__CONSIGNES À SUIVRE__
1. Selon le texte extrait, où la jeunesse flânait-elle ?
2. Dressez la liste de tout ce sur quoi, d'après le texte extrait, nous continuons de compter.
3. Reproduisez le passage du texte extrait qui commence aux mots « On demande aujourd'hui » et s'arrête après les mots « à nos aspirations? ».
━━━━━ TEXTE EXTRAIT ━━━━━
On demande aujourd'hui à grands cris des ouvriers spécialisés, des techniciens. Mais il faut les préparer tout d'une pièce, après dix années d'inactivité, ces jeunes qui n'auraient pas demandé mieux que s'instruire, apprendre un métier tout en commençant au moins à gagner leur vie. Une fois approfondi, ce métier eût été pour plusieurs un gage d'avenir honnête dans un foyer fondé par eux.
Pendant que cette jeunesse flânait dans les rues, aux portes des restaurants, rouillant ses forces et enterrant son idéal, des professeurs compétents, dans tous les rayons, chômaient faute d'emploi, faute d'élèves.
Pourquoi tout cela ? Parce que les administrations n'avaient pas d'argent.
Gouvernement libre, cette bureaucratie écrasante qui existe surtout pour soustraire l'argent de nos poches et nous imposer des ordres et des restrictions qui ne correspondent aucunement à nos aspirations?
Voulons-nous que ce régime de dictature bancocratique et bureaucratique se perpétue ? Qu'il se continue encore toute une génération, jusqu'à notre effacement complet, jusqu'à l'épuisement de nos forces de résistance ? À nous de répondre.
Si nous continuons de vivoter tant bien que mal, en nous plaignant mais sans nous occuper d'une manière intelligente de la chose publique ; si nous continuons de compter sur la liberté, l'ordre et la paix intérieure, sans prendre d'autre moyen de les obtenir et les protéger que la soumission plate aux cabaleurs de partis, que les révérences aux politiciens de carrière, que le léchage des bottes des grands du jour, nous sommes finis, peuple bafoué, personnes humaines avilies.
━━━━━ ENTRÉES FOURNIES ━━━━━
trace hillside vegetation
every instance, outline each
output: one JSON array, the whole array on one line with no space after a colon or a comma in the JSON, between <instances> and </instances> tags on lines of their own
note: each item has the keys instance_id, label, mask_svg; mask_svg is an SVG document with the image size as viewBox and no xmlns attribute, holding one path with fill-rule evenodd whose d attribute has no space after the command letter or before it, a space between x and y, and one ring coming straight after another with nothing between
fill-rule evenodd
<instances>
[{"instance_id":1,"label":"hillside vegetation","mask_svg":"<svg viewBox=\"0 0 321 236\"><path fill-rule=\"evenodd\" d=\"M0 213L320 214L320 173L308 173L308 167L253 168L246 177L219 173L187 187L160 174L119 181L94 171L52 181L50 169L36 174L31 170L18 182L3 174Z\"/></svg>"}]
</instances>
━━━━━
__RÉPONSES AUX CONSIGNES__
1. Dans les rues et aux portes des restaurants.

2.
- la liberté
- l'ordre
- la paix intérieure

3.
On demande aujourd'hui à grands cris des ouvriers spécialisés, des techniciens. Mais il faut les préparer tout d'une pièce, après dix années d'inactivité, ces jeunes qui n'auraient pas demandé mieux que s'instruire, apprendre un métier tout en commençant au moins à gagner leur vie. Une fois approfondi, ce métier eût été pour plusieurs un gage d'avenir honnête dans un foyer fondé par eux.
Pendant que cette jeunesse flânait dans les rues, aux portes des restaurants, rouillant ses forces et enterrant son idéal, des professeurs compétents, dans tous les rayons, chômaient faute d'emploi, faute d'élèves.
Pourquoi tout cela ? Parce que les administrations n'avaient pas d'argent.
Gouvernement libre, cette bureaucratie écrasante qui existe surtout pour soustraire l'argent de nos poches et nous imposer des ordres et des restrictions qui ne correspondent aucunement à nos aspirations?